Transcribe the part of the MATLAB parameter-estimation session below that runs from "hsyn = horizonModelNormal(3,2,1,500);" up to and including "mean(diff(hsyn))".

**Excerpt provided**.
--- START ---
Y = estimateParameters(hsyn,Y0,YLB,YUB,'horizonModelNormalLL')
Estimated rwMean: 2.651
Estimated rwStd: 2.160
Minumum of objective func: 62.246
Y =
rwMean: 2.6515
rwStd: 2.1605
% note that the answer was printed to the screen (for your convenience)
% and also saved to the output variable Y, which has the same form as
% as the initial guess Y0.
% The answer won't be perfect. It will get better if you use more
% traces, but it will never be perfect.
hsyn = horizonModelNormal(3,2,1,500);
Y = estimateParameters(hsyn,Y0,YLB,YUB,'horizonModelNormalLL')
Estimated rwMean: 2.951
Estimated rwStd: 1.889
Minumum of objective func: 566.846
Y =
rwMean: 2.9506
rwStd: 1.8888
% Note how much better the estimate was with 500 traces.
% check the answer against the mean and std of diff(hsyn)
mean(diff(hsyn))
ans =
2.9506
std(diff(hsyn))
ans =
1.8907
% results should be almost identical, but they were calculated in
% different ways.
% Let's try the faults model with the same data set. Zero faults and no
% fault throw in our data, right?
% first add the fields we need to Y0
Y0.nFault = 0;
Y0.rftStd = 0;
Y0
Y0 =
rwMean: 0
rwStd: 0
nFault: 0
rftStd: 0
Y = estimateParameters(hsyn,Y0,YLB,YUB,'horizonModelFaultsLL')
{Warning: Infinite or Not-a-Number value encountered.}
> In <a href="matlab: opentoline('C:\Program Files\MATLAB\R2010b\toolbox\matlab\funfun\quadgk.m',336,1)">quadgk>midpArea at 336</a>
In <a href="matlab: opentoline('C:\Program Files\MATLAB\R2010b\toolbox\matlab\funfun\quadgk.m',190,1)">quadgk at 190</a>
In <a href="matlab: opentoline('U:\HorizonModels\horizonModelFaultsLL.m',81,1)">horizonModelFaultsLL at 81</a>
In <a href="matlab: opentoline('U:\HorizonModels\log_likelihood.m',21,1)">log_likelihood at 21</a>
In <a href="matlab: opentoline('U:\HorizonModels\estimateParameters.m',96,1)">estimateParameters>@(parameters)log_likelihood(parameters,modelInfo) at 96</a>
In <a href="matlab: opentoline('C:\Program Files\MATLAB\R2010b\toolbox\matlab\funfun\fminsearch.m',195,1)">fminsearch at 195</a>
In <a href="matlab: opentoline('U:\HorizonModels\estimateParameters.m',96,1)">estimateParameters at 96</a>
In <a href="matlab: opentoline('U:\HorizonModels\horizonModelFaultsLL.m',81,1)">horizonModelFaultsLL at 81</a>
In <a href="matlab: opentoline('U:\HorizonModels\log_likelihood.m',21,1)">log_likelihood at 21</a>
In <a href="matlab: opentoline('U:\HorizonModels\estimateParameters.m',96,1)">estimateParameters>@(parameters)log_likelihood(parameters,modelInfo) at 96</a>
In <a href="matlab: opentoline('C:\Program Files\MATLAB\R2010b\toolbox\matlab\funfun\fminsearch.m',195,1)">fminsearch at 195</a>
In <a href="matlab: opentoline('U:\HorizonModels\estimateParameters.m',96,1)">estimateParameters at 96</a>
% whoa, what? Okay. That's not right. Apparently it doesn't like zero start
% values.
--- END ---
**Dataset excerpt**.
--- START ---
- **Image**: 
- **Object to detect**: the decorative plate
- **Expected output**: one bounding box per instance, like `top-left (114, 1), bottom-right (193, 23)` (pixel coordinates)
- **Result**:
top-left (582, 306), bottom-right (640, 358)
--- END ---
**In response**.
hsyn = horizonModelNormal(3,2,1,500);
Y = estimateParameters(hsyn,Y0,YLB,YUB,'horizonModelNormalLL')
Estimated rwMean: 2.951
Estimated rwStd: 1.889
Minumum of objective func: 566.846
Y =
rwMean: 2.9506
rwStd: 1.8888
% Note how much better the estimate was with 500 traces.
% check the answer against the mean and std of diff(hsyn)
mean(diff(hsyn))